#### EXERCISE REQUIREMENTS
Reprint all of the data below exactly as shown and skip every image.

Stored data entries
● ● ● ● ● ● ●
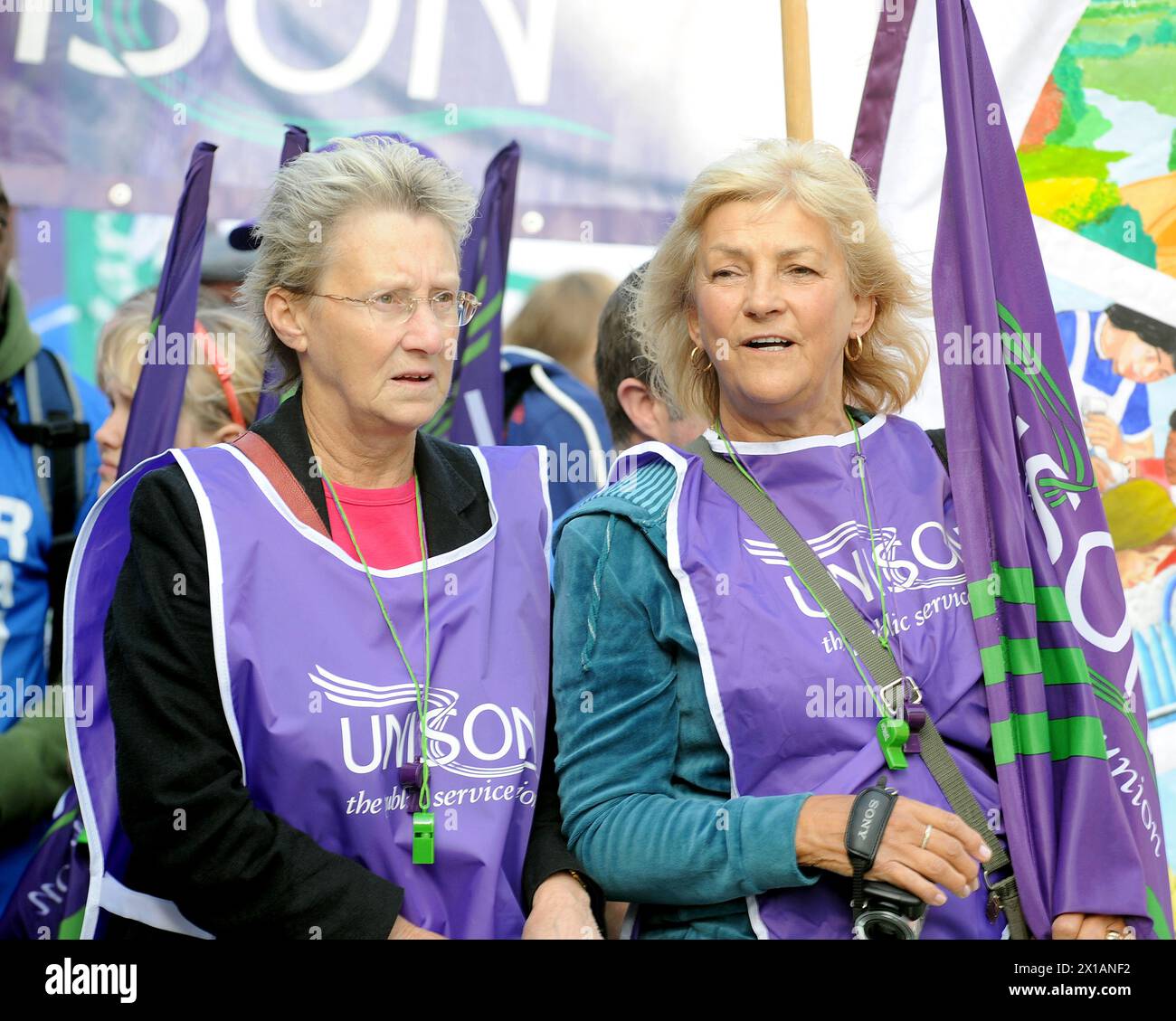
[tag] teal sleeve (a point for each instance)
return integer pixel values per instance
(640, 830)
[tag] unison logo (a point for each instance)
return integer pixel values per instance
(92, 980)
(485, 742)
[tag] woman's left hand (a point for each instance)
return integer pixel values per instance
(1088, 927)
(561, 911)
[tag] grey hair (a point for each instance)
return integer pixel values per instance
(313, 192)
(823, 183)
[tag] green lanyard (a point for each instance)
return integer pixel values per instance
(422, 820)
(888, 734)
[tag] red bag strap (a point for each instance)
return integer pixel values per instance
(274, 468)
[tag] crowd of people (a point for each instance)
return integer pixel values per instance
(346, 679)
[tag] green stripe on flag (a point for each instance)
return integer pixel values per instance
(1065, 666)
(486, 313)
(1036, 734)
(71, 927)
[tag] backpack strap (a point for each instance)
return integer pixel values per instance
(939, 439)
(57, 432)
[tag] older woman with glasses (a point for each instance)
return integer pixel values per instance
(717, 727)
(322, 679)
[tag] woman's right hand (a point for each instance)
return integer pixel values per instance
(951, 859)
(403, 930)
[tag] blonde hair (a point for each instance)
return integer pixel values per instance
(560, 317)
(121, 344)
(313, 192)
(827, 184)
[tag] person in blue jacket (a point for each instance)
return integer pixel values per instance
(549, 383)
(48, 480)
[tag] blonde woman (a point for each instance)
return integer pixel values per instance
(714, 731)
(220, 395)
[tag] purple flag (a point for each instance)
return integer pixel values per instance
● ● ● ● ● ● ●
#### EXERCISE ANSWER
[tag] teal sleeve (a point for each instance)
return integer pixel values per instance
(640, 830)
[tag] unison logo (a point for each instance)
return integer pixel values per instance
(92, 980)
(485, 742)
[tag] woman's left hand (a point for each instance)
return integer pixel values per instance
(1088, 927)
(561, 911)
[tag] grey hair (a point for each instance)
return integer pixel values per instance
(313, 192)
(823, 183)
[tag] green lanyard (a point for each instance)
return integer pixel values per instance
(422, 820)
(888, 734)
[tag] red bag strap (a point for each instance)
return integer pixel values per instance
(274, 468)
[tag] crowd of people (a point for each instance)
return integer pixel values per instance
(346, 679)
[tag] green stripe on flag (a point for each instance)
return integer pixel values per instance
(1065, 666)
(486, 313)
(1036, 734)
(71, 927)
[tag] backpack strap (a point for each instance)
return integer pixel values per instance
(939, 439)
(57, 432)
[tag] older woman with glasses (a point for each instance)
return integer pixel values per instance
(717, 727)
(322, 679)
[tag] woman's right hand (a point for each instance)
return integer pixel values per instance
(951, 859)
(403, 930)
[tag] blonde hair (a point for each instance)
return integer pixel values per instance
(560, 317)
(121, 344)
(313, 192)
(827, 184)
[tag] person in blue jacket (a point for each instance)
return integer pixel values per instance
(549, 383)
(48, 480)
[tag] blonde woman (a point for each instance)
return integer pixel values per instance
(714, 731)
(220, 395)
[tag] purple flag (a point for each instance)
return integer pixel values per instance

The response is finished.